Render every line of the records below as a numbered list, leaving out any blank lines.

━━━━━ Provided entries

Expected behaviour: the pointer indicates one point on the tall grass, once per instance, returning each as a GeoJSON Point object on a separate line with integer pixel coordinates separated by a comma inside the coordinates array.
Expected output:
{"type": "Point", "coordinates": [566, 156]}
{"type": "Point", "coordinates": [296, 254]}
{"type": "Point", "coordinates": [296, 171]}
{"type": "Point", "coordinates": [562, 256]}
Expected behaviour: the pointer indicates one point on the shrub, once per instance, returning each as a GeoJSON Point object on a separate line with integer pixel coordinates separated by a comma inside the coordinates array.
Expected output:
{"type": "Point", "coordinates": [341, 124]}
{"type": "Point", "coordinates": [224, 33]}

━━━━━━━━━━

## Solution below:
1. Expected behaviour: the pointer indicates one point on the tall grass, once per instance, returning each as a GeoJSON Point object on a separate line with integer pixel coordinates separated by a comma inside the coordinates array.
2. Expected output:
3. {"type": "Point", "coordinates": [566, 156]}
4. {"type": "Point", "coordinates": [296, 254]}
5. {"type": "Point", "coordinates": [296, 171]}
6. {"type": "Point", "coordinates": [562, 256]}
7. Expected behaviour: the pointer indicates one point on the shrub, once per instance, returning each as a GeoJSON Point object on a separate line with integer pixel coordinates separated by a comma inside the coordinates array.
8. Expected output:
9. {"type": "Point", "coordinates": [341, 124]}
10. {"type": "Point", "coordinates": [224, 33]}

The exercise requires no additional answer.